DESCRIPTION OF THE TASK
The response must be a precise copy of the records that follow.

DATASET ENTRIES
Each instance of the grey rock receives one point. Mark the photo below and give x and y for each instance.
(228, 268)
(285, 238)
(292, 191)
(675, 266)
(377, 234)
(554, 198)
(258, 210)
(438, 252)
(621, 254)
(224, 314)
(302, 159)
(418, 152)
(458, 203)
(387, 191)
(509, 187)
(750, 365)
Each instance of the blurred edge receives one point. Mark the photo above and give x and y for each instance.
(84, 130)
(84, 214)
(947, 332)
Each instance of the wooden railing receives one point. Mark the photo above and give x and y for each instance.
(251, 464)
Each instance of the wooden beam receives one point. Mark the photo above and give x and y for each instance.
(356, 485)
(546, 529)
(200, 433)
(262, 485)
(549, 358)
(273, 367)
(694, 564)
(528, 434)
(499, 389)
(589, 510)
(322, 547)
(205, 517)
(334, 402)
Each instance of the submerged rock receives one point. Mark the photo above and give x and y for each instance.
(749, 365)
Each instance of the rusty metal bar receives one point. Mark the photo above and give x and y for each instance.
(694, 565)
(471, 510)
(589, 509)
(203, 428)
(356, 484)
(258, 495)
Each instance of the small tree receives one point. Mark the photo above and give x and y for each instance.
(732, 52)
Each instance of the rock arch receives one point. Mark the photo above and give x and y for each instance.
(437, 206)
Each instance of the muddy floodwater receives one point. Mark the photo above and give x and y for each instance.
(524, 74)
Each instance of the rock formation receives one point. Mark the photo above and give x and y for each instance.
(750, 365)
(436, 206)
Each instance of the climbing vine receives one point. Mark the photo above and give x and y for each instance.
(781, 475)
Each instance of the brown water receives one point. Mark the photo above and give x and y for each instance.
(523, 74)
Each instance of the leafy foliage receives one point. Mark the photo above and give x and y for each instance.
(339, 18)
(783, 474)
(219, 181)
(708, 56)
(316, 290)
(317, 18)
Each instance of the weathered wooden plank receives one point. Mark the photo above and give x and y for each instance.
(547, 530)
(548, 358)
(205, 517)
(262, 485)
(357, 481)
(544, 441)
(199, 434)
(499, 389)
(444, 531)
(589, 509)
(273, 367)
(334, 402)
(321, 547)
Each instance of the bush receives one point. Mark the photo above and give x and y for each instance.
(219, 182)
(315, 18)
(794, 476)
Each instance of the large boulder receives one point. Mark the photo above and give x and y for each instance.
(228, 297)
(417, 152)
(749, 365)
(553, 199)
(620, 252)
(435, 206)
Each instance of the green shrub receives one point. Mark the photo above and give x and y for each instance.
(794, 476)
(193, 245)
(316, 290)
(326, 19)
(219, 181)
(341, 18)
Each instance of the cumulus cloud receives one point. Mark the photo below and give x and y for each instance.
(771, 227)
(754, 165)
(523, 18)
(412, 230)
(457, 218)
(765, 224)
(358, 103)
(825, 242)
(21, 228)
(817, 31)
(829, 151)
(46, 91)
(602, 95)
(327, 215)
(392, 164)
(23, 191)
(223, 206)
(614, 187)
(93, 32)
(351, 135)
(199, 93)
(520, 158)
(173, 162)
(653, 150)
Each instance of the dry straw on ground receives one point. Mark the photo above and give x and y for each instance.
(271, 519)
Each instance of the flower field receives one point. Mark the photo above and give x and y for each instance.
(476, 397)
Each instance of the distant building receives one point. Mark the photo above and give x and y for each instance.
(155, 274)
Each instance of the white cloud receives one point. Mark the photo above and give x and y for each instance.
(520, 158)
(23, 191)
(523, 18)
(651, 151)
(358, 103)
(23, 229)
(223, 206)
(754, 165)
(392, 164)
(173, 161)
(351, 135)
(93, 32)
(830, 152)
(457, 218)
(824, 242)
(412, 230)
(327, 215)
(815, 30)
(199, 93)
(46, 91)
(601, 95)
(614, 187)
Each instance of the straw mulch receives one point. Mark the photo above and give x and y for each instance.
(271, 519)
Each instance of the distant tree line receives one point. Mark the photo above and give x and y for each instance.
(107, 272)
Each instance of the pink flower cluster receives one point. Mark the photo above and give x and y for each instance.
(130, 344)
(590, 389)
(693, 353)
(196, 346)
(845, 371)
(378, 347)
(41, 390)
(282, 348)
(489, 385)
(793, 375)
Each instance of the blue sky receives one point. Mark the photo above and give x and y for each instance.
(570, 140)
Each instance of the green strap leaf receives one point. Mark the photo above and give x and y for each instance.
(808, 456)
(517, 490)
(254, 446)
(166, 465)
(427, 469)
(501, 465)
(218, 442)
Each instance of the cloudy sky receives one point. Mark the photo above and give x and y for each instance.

RESPONSE BELOW
Each instance of the grey rock receives one point. Mark the photo below and give x and y for each instance.
(228, 268)
(285, 238)
(292, 191)
(675, 266)
(377, 234)
(554, 198)
(258, 210)
(438, 252)
(621, 254)
(224, 314)
(302, 159)
(418, 152)
(458, 203)
(387, 191)
(509, 187)
(750, 365)
Each instance of the blurred edge receives one point. Mark the photo above and give x and y for each instance.
(84, 130)
(84, 214)
(947, 332)
Each instance of the wooden railing receives one point. Mark the photo above and give x and y for each instance.
(251, 464)
Each instance of the wooden beam receives one point. Mark the photo above and give x and y for each instance.
(356, 485)
(546, 529)
(200, 433)
(262, 485)
(549, 358)
(273, 367)
(694, 564)
(528, 434)
(499, 389)
(589, 510)
(322, 547)
(205, 517)
(334, 402)
Each instance of the submerged rock receives one point. Mark the photo above and give x and y for each instance.
(749, 365)
Each instance of the rusty metal bar receives one point. Mark the photo above and give x and y for each instance.
(694, 565)
(471, 510)
(589, 509)
(203, 428)
(356, 484)
(258, 495)
Each instance of the small tree receives one point. Mark the photo above and give x and y for each instance.
(732, 52)
Each instance of the rock arch receives one point. Mark the photo above and give x and y for each instance.
(437, 206)
Each instance of the muddy floodwater receives one point. Mark the photo above and give x and y for each instance.
(524, 74)
Each instance of the rock formation receives one point. Mark the photo above and give x and y for each instance.
(750, 365)
(436, 206)
Each instance of the climbing vine receives one point. Mark the photo above and give x and y for each instance.
(781, 475)
Each instance of the brown water receives one point. Mark the photo above and give x and y for each instance.
(523, 74)
Each instance of the leafy foliage receives one point. Mark the photo above and give x and y for each instance.
(339, 18)
(783, 474)
(219, 181)
(708, 56)
(316, 290)
(317, 18)
Each instance of the weathered wooden plank receives one point. Mark the photo above and give x and y for each instance.
(547, 530)
(548, 358)
(205, 517)
(262, 485)
(357, 481)
(544, 441)
(199, 434)
(499, 389)
(444, 531)
(589, 509)
(273, 367)
(334, 402)
(321, 547)
Each instance of the bush receives one point. Mark the photo above and give x and y for each instance.
(219, 182)
(315, 18)
(794, 476)
Each instance of the large boulder receives one point. Mark the photo above and give x and y for each instance.
(228, 297)
(417, 152)
(749, 365)
(553, 199)
(620, 252)
(435, 206)
Each instance of the green shrub receives one point. Mark the photo above and give x and y for each instance.
(794, 476)
(193, 245)
(316, 290)
(326, 19)
(219, 181)
(341, 18)
Each instance of the cumulus cloud receives one point. Mark the photo below and give x and y for each instance.
(771, 227)
(754, 165)
(523, 18)
(412, 230)
(457, 218)
(765, 224)
(358, 103)
(825, 242)
(21, 228)
(817, 31)
(829, 151)
(46, 91)
(602, 95)
(327, 215)
(392, 164)
(23, 191)
(223, 206)
(614, 187)
(93, 32)
(351, 135)
(199, 93)
(520, 158)
(173, 162)
(653, 150)
Each instance of the dry straw on ground receives one point. Mark the photo above and give x and y for each instance.
(271, 519)
Each instance of the flower field receives one point. Mark the photo above and give x and y for each instance.
(476, 397)
Each instance of the distant building receives one point. Mark the photo above and give x and y for each instance.
(155, 274)
Each instance of the white cloud receives one point. Mark the photo above and give x and y for each instance.
(520, 158)
(23, 191)
(523, 18)
(651, 151)
(358, 103)
(23, 229)
(223, 206)
(754, 165)
(392, 164)
(173, 161)
(351, 135)
(93, 32)
(830, 152)
(457, 218)
(824, 242)
(412, 230)
(327, 215)
(815, 30)
(199, 93)
(46, 91)
(601, 95)
(614, 187)
Each instance of the straw mulch receives one point. Mark the photo above and give x and y for each instance.
(271, 519)
Each instance of the distant tree line receives one point. Mark the photo above and give x and y for each instance.
(107, 272)
Each instance of the pink flower cluster receives one point. Mark the photo above and give x and y for each instance.
(130, 344)
(590, 389)
(693, 353)
(196, 346)
(845, 371)
(378, 347)
(41, 390)
(282, 348)
(489, 385)
(793, 375)
Each instance of the blue sky receives one point. Mark the photo above and give x and y for each instance.
(570, 140)
Each instance of the green strap leaf receives one point. Mark the photo above and give x and y for each instance.
(808, 456)
(517, 490)
(254, 446)
(166, 465)
(427, 469)
(501, 465)
(218, 442)
Each instance of the cloudy sky receives one point. Mark the photo above and give x and y for each instance.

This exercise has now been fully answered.